For Immediate Release
2008-04-17

 
Tim Laprade, Public Education Coordinator, 613-546-4291, ext. 1229; The City of Kingston's media hotline is 613-546-4291, ext 2300.

SEWERS & WATER QUALITY EDUCATIONAL DEPOT UNVEILING

EARTH DAY EVENT WILL ALSO LAUNCH THE FISH AND FROGS PROGRAM

Reporters and photographers will have an opportunity to attend the event to unveil the Sewers and Sanitation and Water Quality Educational Depot on Earth Day at Emma Martin Park:

When: Tuesday, April 22, at 1:30 p.m. (Earth Day)

Where: Emma Martin Park (at the foot of Cataraqui Street)

Who: Deputy Mayor Rob Matheson; Paul MacLatchy, Director of Strategy, Communications and Environment; Jim Keech, President and CEO,Utilities Kingston; Kingston Environmental Advisory Forum; Students from the Essential Skills Program, Limestone Community Education, a division of the Limestone District School Board).

=======

> **TASK**
Reproduce the portion of the press release between "SEWERS & WATER" and "p.m. (Earth Day)", inclusive.

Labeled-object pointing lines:

=======

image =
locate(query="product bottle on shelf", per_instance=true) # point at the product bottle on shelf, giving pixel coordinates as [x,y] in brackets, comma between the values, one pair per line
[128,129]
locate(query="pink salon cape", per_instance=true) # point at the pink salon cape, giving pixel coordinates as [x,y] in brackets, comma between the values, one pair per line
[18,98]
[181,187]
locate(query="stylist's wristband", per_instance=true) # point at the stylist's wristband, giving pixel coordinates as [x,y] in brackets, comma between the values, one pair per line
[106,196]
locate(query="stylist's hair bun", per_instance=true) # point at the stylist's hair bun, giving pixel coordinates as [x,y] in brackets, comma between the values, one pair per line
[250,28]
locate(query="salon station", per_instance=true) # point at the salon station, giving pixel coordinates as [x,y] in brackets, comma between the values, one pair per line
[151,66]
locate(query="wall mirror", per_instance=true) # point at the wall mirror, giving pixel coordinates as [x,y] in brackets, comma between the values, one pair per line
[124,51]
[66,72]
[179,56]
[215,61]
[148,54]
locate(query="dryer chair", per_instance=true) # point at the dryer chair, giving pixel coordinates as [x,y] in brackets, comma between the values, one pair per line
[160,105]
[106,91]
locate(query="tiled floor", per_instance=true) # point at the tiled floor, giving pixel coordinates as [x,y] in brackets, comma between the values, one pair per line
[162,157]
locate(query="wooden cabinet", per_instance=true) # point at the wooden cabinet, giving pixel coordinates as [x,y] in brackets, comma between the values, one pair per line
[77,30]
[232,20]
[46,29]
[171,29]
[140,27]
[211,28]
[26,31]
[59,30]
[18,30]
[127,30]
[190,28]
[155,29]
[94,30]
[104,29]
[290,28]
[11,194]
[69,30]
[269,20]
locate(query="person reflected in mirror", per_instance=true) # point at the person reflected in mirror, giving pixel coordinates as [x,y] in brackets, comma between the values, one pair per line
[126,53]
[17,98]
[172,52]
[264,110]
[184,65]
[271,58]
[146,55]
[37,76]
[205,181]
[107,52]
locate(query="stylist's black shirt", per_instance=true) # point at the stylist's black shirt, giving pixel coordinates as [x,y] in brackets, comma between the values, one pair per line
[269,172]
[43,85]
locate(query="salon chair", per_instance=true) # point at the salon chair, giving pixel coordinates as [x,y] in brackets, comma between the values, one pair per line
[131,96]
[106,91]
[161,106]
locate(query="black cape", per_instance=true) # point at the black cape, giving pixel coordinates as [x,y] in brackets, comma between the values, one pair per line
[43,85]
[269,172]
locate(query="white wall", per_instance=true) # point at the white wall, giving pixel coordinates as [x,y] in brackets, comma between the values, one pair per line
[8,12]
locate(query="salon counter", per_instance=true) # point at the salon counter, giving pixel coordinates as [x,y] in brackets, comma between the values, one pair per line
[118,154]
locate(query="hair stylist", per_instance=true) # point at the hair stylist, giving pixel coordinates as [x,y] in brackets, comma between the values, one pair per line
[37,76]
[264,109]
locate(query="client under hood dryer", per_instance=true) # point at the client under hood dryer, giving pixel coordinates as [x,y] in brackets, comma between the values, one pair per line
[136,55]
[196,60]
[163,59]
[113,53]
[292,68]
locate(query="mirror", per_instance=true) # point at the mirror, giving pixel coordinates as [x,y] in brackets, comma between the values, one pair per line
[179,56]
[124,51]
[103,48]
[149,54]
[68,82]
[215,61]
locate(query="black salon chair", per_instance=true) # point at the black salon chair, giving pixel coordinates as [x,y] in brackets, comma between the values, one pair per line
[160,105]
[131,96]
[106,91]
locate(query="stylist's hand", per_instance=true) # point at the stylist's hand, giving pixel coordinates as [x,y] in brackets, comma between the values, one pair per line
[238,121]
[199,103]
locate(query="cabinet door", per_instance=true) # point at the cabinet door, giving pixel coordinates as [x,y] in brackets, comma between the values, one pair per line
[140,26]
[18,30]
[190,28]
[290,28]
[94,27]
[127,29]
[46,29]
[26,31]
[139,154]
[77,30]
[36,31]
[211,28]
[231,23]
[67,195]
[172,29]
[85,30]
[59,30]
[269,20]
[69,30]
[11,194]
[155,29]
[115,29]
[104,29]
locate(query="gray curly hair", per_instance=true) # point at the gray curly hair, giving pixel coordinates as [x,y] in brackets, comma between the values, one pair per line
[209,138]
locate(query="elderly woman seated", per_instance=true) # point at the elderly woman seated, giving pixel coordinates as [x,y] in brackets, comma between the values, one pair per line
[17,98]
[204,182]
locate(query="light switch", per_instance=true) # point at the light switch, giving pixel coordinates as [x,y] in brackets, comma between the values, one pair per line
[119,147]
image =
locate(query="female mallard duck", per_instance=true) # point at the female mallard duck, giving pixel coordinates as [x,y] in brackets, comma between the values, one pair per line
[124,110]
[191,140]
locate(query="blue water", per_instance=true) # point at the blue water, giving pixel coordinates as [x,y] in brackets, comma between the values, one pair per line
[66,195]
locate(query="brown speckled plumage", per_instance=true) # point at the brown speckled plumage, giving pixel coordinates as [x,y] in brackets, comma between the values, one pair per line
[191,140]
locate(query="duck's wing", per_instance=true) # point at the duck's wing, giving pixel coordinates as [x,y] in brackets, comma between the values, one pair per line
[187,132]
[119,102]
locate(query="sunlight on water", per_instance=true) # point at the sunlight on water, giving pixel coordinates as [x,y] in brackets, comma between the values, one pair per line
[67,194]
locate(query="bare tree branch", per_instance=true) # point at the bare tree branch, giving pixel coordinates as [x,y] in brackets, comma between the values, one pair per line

=======

> **REPLY**
SEWERS & WATER QUALITY EDUCATIONAL DEPOT UNVEILING

EARTH DAY EVENT WILL ALSO LAUNCH THE FISH AND FROGS PROGRAM

Reporters and photographers will have an opportunity to attend the event to unveil the Sewers and Sanitation and Water Quality Educational Depot on Earth Day at Emma Martin Park:

When: Tuesday, April 22, at 1:30 p.m. (Earth Day)